• _READING TEXT_:
# # # # # # #

Monday, August 31, 2009

hasra'ah for eidim zomimim, take 2

Earlier today I posted that the Yerushalmi has a different reason than the Bavli for the din that eidim zomimim do not need hasra'ah. The Yl"mi writes that everyone knows that eidim who lie get punished, yet that does not deter anyone from testifying falsely, so hasra'ah would be pointless.

My son tried to one-up me yet again by observing that not only is the Yl"mi different than the Bavli, but it is also against the Bavli. The Bavli in its hava amina considers giving hasra'ah to be a practical impossibility. If you give hasra'ah after the eidim testify, it's too late -- testimony cannot be retracted. If you give the hasra'ah before they testify, then witnesses may not be willing to testify at all. Looking at the hava amina, it is clear that the Bavli thought hasra'ah given before testimony would be a very strong deterrent - not only would it discourage lying, it would discourage testimony completely.

# # # # # # #

• _TASK BRIEF_: According to the post on hasra'ah for eidim zomimim, why does the Yerushalmi hold that warning such witnesses would be pointless? The entries that come after the post are separate material and have no connection to it.

• _DATASET_:
# # # # # # #

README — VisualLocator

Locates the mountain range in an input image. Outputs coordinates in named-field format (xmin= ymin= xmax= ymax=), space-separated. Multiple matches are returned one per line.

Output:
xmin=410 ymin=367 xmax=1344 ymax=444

# # # # # # #

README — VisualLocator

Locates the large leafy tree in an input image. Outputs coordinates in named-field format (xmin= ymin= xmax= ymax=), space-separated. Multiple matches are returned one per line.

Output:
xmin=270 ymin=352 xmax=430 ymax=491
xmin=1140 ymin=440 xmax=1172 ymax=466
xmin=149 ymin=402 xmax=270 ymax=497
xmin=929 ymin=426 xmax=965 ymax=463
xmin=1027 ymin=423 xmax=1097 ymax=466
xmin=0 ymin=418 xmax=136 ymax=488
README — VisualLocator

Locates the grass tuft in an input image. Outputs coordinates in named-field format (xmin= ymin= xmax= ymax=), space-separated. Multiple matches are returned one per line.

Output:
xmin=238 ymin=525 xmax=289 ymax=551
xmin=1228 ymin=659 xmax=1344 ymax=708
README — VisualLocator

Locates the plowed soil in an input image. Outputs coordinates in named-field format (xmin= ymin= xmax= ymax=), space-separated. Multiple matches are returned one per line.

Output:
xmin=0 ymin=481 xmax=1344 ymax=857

# # # # # # #

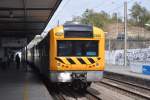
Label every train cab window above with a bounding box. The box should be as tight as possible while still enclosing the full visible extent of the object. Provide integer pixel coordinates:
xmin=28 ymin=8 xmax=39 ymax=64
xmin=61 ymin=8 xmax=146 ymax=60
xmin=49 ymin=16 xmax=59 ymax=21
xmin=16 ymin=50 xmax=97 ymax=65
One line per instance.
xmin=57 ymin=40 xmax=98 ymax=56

# # # # # # #

• _THE RESPONSE_: Everyone knows that lying witnesses are punished, yet that knowledge does not deter anyone from testifying falsely.